What to do: Give back the full data, unchanged and complete.

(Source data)
┄┄┄┄┄┄

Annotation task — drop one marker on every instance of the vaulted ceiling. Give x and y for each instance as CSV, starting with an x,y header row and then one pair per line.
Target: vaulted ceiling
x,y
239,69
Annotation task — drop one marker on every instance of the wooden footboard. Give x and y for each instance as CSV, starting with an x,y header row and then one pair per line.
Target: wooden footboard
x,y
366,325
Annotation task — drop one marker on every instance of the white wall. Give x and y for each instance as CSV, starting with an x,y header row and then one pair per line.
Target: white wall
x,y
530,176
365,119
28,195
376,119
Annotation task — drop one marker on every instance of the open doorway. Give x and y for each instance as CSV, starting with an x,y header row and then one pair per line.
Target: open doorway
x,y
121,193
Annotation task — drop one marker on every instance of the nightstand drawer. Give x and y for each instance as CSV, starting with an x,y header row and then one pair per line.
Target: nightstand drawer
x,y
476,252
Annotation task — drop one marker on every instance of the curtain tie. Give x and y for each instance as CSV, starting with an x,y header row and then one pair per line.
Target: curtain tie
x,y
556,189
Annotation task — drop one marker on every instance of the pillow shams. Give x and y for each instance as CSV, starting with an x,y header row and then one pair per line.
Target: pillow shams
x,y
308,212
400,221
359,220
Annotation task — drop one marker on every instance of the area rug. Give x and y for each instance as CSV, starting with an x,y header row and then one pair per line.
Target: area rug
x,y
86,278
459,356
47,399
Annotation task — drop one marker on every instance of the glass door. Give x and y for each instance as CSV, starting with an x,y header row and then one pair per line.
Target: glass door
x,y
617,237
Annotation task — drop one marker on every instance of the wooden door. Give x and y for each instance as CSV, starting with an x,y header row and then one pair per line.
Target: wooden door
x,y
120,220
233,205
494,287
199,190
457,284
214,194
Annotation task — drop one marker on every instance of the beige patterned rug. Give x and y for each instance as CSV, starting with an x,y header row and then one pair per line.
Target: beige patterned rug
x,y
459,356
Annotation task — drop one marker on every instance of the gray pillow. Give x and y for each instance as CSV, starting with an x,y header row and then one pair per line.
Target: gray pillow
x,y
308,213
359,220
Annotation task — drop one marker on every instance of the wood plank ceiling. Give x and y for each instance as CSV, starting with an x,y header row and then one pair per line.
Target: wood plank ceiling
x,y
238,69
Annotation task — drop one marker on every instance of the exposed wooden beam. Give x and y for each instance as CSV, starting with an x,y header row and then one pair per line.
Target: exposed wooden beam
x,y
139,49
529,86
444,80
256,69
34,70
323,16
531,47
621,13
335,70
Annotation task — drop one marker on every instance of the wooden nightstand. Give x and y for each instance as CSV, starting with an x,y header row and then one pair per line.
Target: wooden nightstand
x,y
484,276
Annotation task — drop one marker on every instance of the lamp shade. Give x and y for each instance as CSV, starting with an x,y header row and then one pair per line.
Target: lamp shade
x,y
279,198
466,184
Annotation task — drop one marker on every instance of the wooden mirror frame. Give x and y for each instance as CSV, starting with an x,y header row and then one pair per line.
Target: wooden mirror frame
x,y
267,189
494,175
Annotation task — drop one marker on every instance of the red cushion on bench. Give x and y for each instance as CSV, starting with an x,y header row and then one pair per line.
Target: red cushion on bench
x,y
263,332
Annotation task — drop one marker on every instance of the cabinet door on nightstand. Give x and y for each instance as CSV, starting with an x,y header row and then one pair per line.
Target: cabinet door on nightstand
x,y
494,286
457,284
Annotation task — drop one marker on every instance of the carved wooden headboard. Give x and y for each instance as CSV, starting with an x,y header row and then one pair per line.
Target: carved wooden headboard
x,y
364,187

┄┄┄┄┄┄

Task solution:
Annotation task — drop one marker on every instance of the vaulted ceiling. Give x and y for each instance as CSV, starting with an x,y header row and then one pair per line.
Target: vaulted ceiling
x,y
239,69
Annotation task — drop one marker on every instance of the wooden footboard. Give x and y for each instance as CSV, starting with an x,y header row and then one pair per line.
Target: wooden footboard
x,y
366,325
Annotation task — drop one marker on every instance of the white wall. Give x and y for each instance as CSV, starting with an x,y header row and then one pair per line.
Target: white wall
x,y
530,176
365,119
28,195
376,119
Annotation task — drop one marker on every instance of the open doorway. Give x and y for each instance as CSV, starting with an x,y header row and then one pair per line.
Target: open doorway
x,y
121,193
Annotation task — drop one marker on every instance of the nightstand drawer. Give x and y for each instance as CSV, starting with an x,y header row and then one pair per line.
Target: nightstand drawer
x,y
476,252
Annotation task — drop one marker on every instance of the curtain tie. Give x and y for each instance as CSV, starting with an x,y header row and then one pair per line.
Target: curtain tie
x,y
556,189
Annotation task — drop one marker on every instance of the pillow shams. Give x and y for each instance as CSV, starting with an x,y header row and then one pair per line.
Target: pillow shams
x,y
308,212
400,221
359,220
Annotation task — drop one marker on every instance of the area rug. Give x and y for each instance as CSV, starting with an x,y header row and then one pair per line.
Target: area rug
x,y
86,278
459,356
47,399
Annotation task — drop one marker on every instance of the glass door. Give x and y for each instance as CSV, starting with an x,y header row and then one pair per line.
Target: glass door
x,y
617,237
Annotation task — drop one marker on every instance of the wooden door. Give x and y for each instance as CSV, starting with an x,y header row and then one pair per line.
Target: wooden door
x,y
120,220
233,205
494,287
199,190
457,284
214,194
Annotation task — drop one marker on every instance of the beige patterned rug. Give x and y for each instance as CSV, starting with an x,y header row and then one pair per line.
Target: beige patterned rug
x,y
459,356
Annotation task — drop one marker on every instance of the gray pillow. Give x and y for each instance as CSV, starting with an x,y header row and then one pair per line.
Target: gray pillow
x,y
308,213
359,220
Annotation task — drop one marker on every instance of the wood plank ceiling. Give x and y for each instance as CSV, starting with an x,y header row and then one pair per line.
Target: wood plank ceiling
x,y
238,69
Annotation task — drop one marker on every instance of the exposed wooden beam. Give x and y for each instance as CSV, starting with an x,y header row and then one pair per line.
Target: exposed wooden beam
x,y
139,49
529,86
444,80
256,69
34,70
323,16
531,47
621,13
335,70
Annotation task — drop one marker on every instance of the wooden nightstand. Give x and y for each instance as CSV, starting with an x,y header row and then one pair per line.
Target: wooden nightstand
x,y
484,276
Annotation task — drop one marker on every instance of the lamp shade. Give x and y for each instance as CSV, starting with an x,y header row and then one pair per line.
Target: lamp shade
x,y
279,198
466,184
Annotation task — drop one marker on every instance of the wooden mirror frame. Give x and y for each instance as CSV, starting with an x,y header row and then one pair per line.
Target: wooden mirror frame
x,y
267,189
494,175
Annotation task — drop one marker on every instance of the red cushion on bench. Give x and y for each instance as CSV, starting with an x,y header row and then one pair per line.
Target: red cushion on bench
x,y
263,332
Annotation task — drop one marker on every instance of the cabinet door on nightstand. Give x and y for each instance as CSV, starting with an x,y header row and then one pair per line.
Target: cabinet door on nightstand
x,y
494,286
457,284
Annotation task — drop one marker on every instance of the carved wooden headboard. Give x and y for each instance as CSV, starting with an x,y header row and then one pair per line.
Target: carved wooden headboard
x,y
364,187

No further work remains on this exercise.